**Supplied passage**.

··········

Meanwhile, things have been moving on inside. We seemed to have had a lengthy discussion with the plumber as to where we should site the boiler, sink and white goods in the new utility room. There are all sorts of building regulations to work with re venting and pipework. Anyway, the pipework has gone in ready for the new unvented cylinder and boiler that will replace our old system - our old boiler was so large it had its own room. We have also sorted out where we want the electric sockets and light fittings to be.

As this is an old building, as well as updating it, we were really keen to keep the original features. We had a nice old arched back door that would have been redundant in the current scheme. But we have managed to salvage it and the joiner has made a special arched frame for it. This door will now lead to the front porch. Here is the frame - the door we are re-instating is similar to the front one you can see.

The new study/bedroom above has its velux windows in and has been boarded out. I am really impressed with how this room looks and how spacious it is. Here is that view again through the roof supports and through the borrowed light window once that is in place. It has been designed so that when you are sitting at your desk here you will get a view through the kitchen's velux windows and beyond.

We are about 11 weeks in now on a project set to take 14 weeks. It looks pretty much like it will be on schedule. I must say that I find this last bit harder than the rest. With everything coming together quickly I just want it to be finished so I get get on with getting it sorted to move into. Our temporary kitchen has worked really well but I am coming to the end of my recipe repertoire. We are lucky that my parents are nearby and my mum has kept us sustained with some tasty dishes and invites from friends to cook for us have also been gratefully received.

The scaffolding is gradually on its way down round the front of the house which will mean we have our front garden back which is timed well for the school holidays and the kids playing out there.

··········

**What you need to do**.
**A)** Answer these questions from the renovation passage, one per line:
(i) What does the passage say was unusual about the old boiler?
(ii) Where will the salvaged arched back door now lead?
(iii) How many weeks is the project set to take in total?
**B)** From the renovation passage, list every item whose position in the new utility room was discussed with the plumber.
**C)** Extract the part of the renovation passage starting at "The scaffolding is" and ending at "playing out there.".

**Listed records**.
··········

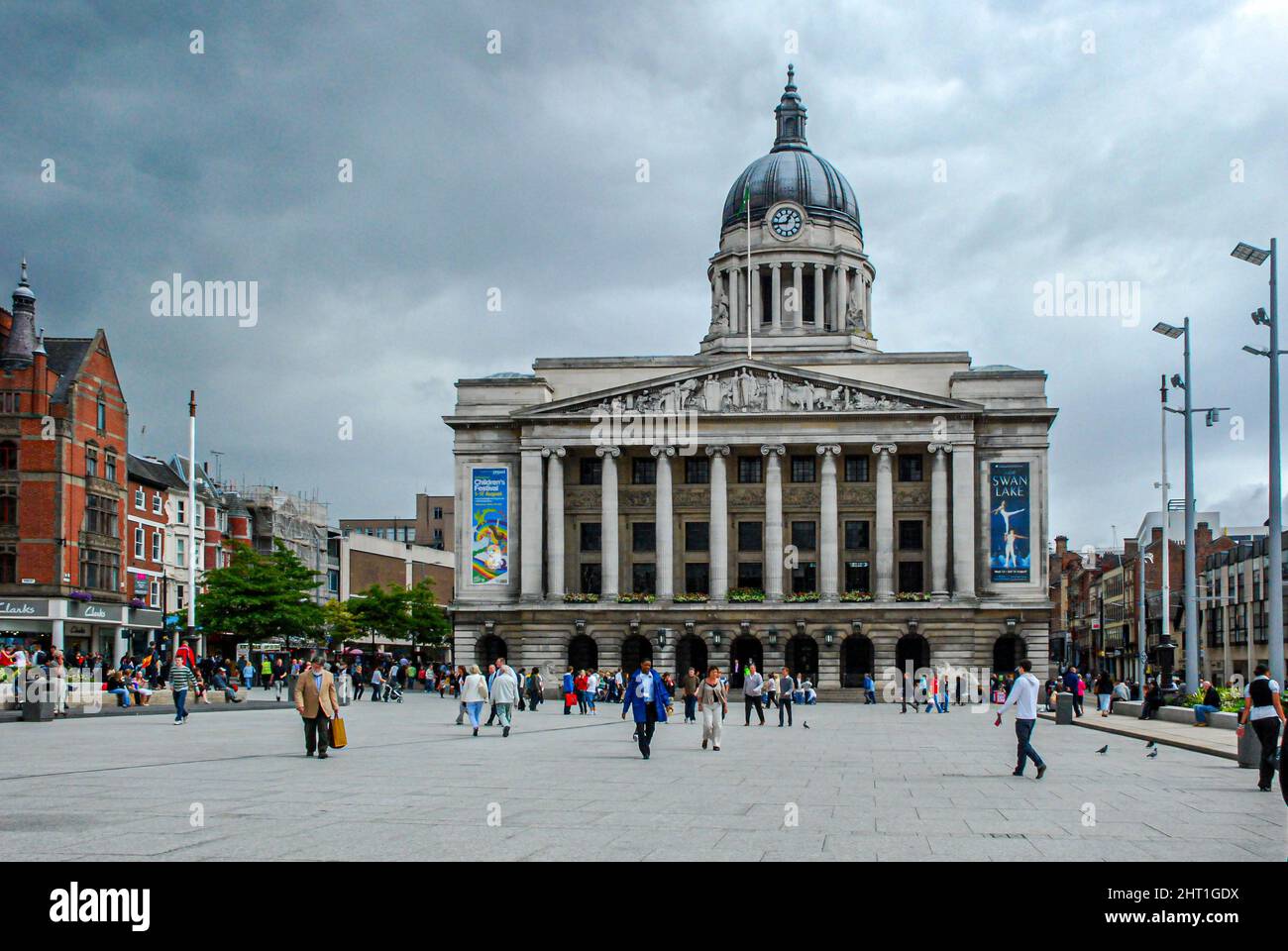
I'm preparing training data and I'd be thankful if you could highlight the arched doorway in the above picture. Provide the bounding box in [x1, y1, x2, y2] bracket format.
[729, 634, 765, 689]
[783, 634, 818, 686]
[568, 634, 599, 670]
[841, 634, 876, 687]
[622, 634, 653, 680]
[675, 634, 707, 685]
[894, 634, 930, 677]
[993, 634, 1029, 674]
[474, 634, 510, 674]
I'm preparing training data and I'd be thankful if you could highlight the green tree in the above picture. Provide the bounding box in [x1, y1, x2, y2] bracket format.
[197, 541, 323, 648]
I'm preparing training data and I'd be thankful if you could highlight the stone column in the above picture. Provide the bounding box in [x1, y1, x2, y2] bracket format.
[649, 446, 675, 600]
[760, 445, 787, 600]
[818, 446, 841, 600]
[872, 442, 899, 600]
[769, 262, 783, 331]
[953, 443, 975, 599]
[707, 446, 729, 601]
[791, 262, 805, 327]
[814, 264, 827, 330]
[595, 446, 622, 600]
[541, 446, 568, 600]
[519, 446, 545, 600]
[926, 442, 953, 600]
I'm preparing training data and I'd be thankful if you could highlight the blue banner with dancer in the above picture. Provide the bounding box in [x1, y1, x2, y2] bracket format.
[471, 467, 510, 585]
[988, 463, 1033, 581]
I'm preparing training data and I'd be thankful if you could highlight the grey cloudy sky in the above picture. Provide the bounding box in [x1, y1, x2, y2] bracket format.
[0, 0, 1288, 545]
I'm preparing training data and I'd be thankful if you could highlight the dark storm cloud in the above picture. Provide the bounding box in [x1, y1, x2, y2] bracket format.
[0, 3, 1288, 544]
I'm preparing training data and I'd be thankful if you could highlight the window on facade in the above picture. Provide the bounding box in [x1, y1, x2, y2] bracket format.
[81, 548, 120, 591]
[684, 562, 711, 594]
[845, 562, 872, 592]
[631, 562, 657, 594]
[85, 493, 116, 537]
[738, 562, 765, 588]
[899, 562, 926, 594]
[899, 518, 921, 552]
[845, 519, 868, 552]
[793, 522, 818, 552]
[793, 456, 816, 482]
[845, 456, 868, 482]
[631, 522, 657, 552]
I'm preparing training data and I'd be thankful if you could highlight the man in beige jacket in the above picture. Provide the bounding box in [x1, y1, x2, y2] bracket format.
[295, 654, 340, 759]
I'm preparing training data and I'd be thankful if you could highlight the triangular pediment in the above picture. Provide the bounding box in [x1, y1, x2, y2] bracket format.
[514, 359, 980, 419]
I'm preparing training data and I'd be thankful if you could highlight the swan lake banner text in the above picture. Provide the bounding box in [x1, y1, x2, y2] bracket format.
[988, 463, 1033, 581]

··········

**Answers for the exercise**.
**A)**
(i) It was so large that it had its own room.
(ii) It will lead to the front porch.
(iii) 14 weeks.

**B)**
- The boiler
- The sink
- The white goods

**C)**
The scaffolding is gradually on its way down round the front of the house which will mean we have our front garden back which is timed well for the school holidays and the kids playing out there.